Referring expression data:
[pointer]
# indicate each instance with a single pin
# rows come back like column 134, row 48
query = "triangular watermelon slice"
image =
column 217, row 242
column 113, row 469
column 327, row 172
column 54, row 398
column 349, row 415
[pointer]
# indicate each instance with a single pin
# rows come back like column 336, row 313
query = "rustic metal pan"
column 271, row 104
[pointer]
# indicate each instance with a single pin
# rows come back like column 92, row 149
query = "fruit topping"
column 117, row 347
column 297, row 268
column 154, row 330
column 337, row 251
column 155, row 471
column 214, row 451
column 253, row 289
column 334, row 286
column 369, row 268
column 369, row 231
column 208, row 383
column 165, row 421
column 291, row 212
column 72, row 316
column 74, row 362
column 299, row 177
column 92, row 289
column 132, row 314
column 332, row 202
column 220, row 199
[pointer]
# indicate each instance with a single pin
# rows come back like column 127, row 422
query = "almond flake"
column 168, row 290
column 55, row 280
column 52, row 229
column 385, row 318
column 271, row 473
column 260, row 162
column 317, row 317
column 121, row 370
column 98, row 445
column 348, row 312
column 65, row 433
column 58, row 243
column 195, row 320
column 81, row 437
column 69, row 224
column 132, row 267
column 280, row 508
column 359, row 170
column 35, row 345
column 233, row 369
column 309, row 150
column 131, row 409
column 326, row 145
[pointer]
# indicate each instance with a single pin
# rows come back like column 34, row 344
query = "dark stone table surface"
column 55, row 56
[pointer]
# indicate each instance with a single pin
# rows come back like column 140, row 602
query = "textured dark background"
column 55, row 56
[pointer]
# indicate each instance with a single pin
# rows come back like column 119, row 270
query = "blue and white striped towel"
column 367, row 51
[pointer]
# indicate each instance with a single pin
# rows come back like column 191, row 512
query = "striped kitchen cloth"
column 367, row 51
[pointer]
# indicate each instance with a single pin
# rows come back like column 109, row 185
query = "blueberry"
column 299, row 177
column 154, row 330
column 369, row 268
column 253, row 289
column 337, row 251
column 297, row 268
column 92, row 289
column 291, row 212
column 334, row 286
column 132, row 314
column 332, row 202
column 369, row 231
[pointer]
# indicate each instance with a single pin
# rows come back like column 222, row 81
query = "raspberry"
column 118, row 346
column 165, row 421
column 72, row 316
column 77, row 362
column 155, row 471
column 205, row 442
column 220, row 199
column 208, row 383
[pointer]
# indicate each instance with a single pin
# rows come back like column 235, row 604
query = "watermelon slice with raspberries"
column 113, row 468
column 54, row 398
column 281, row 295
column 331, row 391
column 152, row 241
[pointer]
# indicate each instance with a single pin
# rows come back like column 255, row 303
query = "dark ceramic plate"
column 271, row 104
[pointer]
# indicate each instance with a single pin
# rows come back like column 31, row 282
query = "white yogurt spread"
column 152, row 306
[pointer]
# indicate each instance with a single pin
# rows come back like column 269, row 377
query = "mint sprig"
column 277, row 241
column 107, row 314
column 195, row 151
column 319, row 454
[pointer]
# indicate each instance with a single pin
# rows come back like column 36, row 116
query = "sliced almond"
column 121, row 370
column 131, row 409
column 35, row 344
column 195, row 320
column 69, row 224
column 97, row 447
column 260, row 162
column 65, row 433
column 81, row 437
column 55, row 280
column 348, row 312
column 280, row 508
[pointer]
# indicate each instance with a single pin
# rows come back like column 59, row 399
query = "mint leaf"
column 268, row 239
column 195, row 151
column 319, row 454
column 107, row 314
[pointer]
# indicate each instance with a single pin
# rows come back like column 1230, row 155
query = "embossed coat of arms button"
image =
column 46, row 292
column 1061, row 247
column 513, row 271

* * *

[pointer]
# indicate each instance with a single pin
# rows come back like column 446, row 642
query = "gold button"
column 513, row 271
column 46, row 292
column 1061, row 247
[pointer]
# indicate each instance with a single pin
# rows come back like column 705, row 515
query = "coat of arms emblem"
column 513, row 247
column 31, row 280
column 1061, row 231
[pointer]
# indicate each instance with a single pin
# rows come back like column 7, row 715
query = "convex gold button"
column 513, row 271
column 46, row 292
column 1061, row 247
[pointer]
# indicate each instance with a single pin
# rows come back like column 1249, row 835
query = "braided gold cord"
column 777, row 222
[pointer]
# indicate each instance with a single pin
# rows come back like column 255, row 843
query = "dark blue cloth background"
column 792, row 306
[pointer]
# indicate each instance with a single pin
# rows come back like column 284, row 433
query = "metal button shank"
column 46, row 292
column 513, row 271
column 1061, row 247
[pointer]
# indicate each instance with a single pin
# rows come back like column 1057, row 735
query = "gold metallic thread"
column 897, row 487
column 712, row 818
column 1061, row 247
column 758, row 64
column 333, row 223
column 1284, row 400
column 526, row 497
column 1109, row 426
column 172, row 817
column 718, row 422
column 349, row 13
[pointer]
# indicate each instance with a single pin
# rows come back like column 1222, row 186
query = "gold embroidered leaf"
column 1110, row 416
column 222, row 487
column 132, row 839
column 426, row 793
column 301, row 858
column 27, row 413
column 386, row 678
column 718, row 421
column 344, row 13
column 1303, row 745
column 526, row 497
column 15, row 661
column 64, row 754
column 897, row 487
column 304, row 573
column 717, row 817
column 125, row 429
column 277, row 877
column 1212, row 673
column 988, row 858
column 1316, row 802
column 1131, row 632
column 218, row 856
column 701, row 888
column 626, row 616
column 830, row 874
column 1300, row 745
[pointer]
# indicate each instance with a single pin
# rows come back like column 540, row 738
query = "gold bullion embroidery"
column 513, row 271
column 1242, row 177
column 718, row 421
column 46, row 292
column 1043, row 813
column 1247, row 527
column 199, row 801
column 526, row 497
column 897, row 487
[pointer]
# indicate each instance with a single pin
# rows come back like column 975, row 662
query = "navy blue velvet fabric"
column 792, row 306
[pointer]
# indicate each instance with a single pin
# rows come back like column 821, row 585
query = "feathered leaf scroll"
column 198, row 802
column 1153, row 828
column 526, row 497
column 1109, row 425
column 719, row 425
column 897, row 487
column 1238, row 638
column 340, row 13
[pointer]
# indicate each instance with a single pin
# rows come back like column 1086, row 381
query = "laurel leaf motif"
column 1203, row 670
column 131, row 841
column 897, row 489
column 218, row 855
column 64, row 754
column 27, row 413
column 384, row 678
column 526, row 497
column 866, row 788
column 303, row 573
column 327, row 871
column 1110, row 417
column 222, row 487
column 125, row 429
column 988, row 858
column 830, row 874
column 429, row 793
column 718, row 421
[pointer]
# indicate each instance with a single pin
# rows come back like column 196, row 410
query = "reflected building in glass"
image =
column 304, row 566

■ **Required action**: All that belongs in the answer is the run of lines above from the line containing "# rows come back like column 705, row 515" through the line containing "# rows come back like column 1222, row 186", exactly as written.

■ **Exercise response**:
# rows come back like column 705, row 515
query = "coat of arms emblem"
column 513, row 247
column 31, row 280
column 1061, row 231
[pointer]
# indicate each instance with a single pin
# rows come back like column 7, row 715
query = "convex gold button"
column 513, row 271
column 46, row 292
column 1061, row 247
[pointer]
# indicate each instance with a single pin
# rows come back like column 1249, row 835
query = "braided gold cord"
column 777, row 222
[pointer]
# indicate each instance with a single pin
# rows come back like column 255, row 843
query = "dark blue cloth background"
column 792, row 306
[pointer]
# indicate each instance with a single pin
# rows come back like column 284, row 433
query = "metal button shank"
column 46, row 292
column 513, row 271
column 1061, row 247
[pointer]
# indicate each instance with a single pin
# rows come back like column 1057, row 735
query = "gold metallic thread"
column 897, row 487
column 712, row 818
column 1061, row 247
column 758, row 64
column 333, row 223
column 1284, row 400
column 526, row 497
column 1109, row 426
column 172, row 817
column 718, row 422
column 349, row 13
[pointer]
# indicate each instance with a single pin
# rows come back like column 1222, row 186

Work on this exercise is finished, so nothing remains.